(Beginning of SELECTED EXTRACT)

If you smoke and members of your family have psoriasis, here is a good reason to quit: You are increasing the risk that you too could develop psoriasis.
If you smoke and you have psoriasis, here is a good reason to quit: You may be making your psoriasis more severe, and you are making it harder for your dermatologist to treat your disease.
“Smoking tobacco can not only increase your risk of developing psoriasis, but it also can increase the severity of your disease,” says Albert A. Rizzo, M.D., chief medical officer for the American Lung Association (ALA).
Smoking also can make you less sensitive to treatment, says Ronald Prussick, M.D., an associate clinical professor at George Washington University and medical director of the Washington Dermatology Center in Rockville, Maryland.
A number of studies have shown that smoking increased the risk of developing psoriasis and having more severe disease:
- A study of nurses and other health professionals published in March 2012 in the American Journal of Epidemiology found that long-term smokers have almost double the risk of developing psoriasis compared with people who have never smoked.
- A smaller study of twins published in February 2016 in the International Journal of Dermatology suggested that heavy smokers are more than twice as likely to have psoriasis.
- Yet another hospital-based study from Italy, published in December 2005 in Archives of Dermatology, found that heavy smokers – those who smoke more than 20 cigarettes a day – have twice the risk of having severe psoriasis.
- And finally, a study by researchers in Turkey of 276 psoriasis patients, published in July 2020 in Dermatologic Therapy, found that smokers may have an increased need for systemic treatment.

(End of SELECTED EXTRACT)
(Beginning of ENTRIES PROVIDED)

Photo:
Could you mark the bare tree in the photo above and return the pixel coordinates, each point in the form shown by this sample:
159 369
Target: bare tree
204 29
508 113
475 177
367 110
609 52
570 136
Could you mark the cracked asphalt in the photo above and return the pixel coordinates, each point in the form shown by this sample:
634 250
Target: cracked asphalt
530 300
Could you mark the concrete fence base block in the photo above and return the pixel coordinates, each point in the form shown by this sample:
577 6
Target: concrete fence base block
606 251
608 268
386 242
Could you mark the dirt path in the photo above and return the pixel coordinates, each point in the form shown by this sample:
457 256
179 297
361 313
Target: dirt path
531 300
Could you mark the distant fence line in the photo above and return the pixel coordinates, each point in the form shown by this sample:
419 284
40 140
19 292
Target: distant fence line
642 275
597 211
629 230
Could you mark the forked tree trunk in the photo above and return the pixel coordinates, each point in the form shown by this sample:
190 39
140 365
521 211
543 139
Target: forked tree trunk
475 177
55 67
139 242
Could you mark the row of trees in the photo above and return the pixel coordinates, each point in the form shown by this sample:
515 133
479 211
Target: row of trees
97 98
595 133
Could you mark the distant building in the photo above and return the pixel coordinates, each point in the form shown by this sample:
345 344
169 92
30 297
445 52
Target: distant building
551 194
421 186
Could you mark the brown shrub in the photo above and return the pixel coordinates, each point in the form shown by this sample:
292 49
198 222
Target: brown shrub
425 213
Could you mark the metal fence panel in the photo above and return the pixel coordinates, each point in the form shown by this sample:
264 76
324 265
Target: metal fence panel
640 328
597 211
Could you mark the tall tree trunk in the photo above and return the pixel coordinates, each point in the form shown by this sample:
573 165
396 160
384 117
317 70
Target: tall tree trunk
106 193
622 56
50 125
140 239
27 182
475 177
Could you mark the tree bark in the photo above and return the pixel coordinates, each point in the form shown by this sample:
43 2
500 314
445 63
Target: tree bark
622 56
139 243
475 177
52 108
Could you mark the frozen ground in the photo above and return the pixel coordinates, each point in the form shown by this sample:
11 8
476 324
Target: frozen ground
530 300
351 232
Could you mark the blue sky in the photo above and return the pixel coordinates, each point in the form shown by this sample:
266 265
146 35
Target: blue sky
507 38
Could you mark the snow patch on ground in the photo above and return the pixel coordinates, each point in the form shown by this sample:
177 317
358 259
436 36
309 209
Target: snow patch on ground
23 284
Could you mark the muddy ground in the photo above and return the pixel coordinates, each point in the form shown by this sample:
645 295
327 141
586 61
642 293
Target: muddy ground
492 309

(End of ENTRIES PROVIDED)

▸ WHAT TO DO:
1. Rewrite the paragraph of the text on smoking and psoriasis that begins "Smoking also can make you less sensitive to treatment" in one shorter sentence, keeping its main facts.
2. According to the text on smoking and psoriasis, why should a smoker who already has psoriasis quit? Answer in one to three sentences.

▸ RESPONSES:
1. According to Ronald Prussick, M.D., an associate clinical professor at George Washington University and medical director of the Washington Dermatology Center in Rockville, Maryland, smoking can reduce sensitivity to treatment.

2. Smoking may make their psoriasis more severe. It also makes the disease harder for their dermatologist to treat.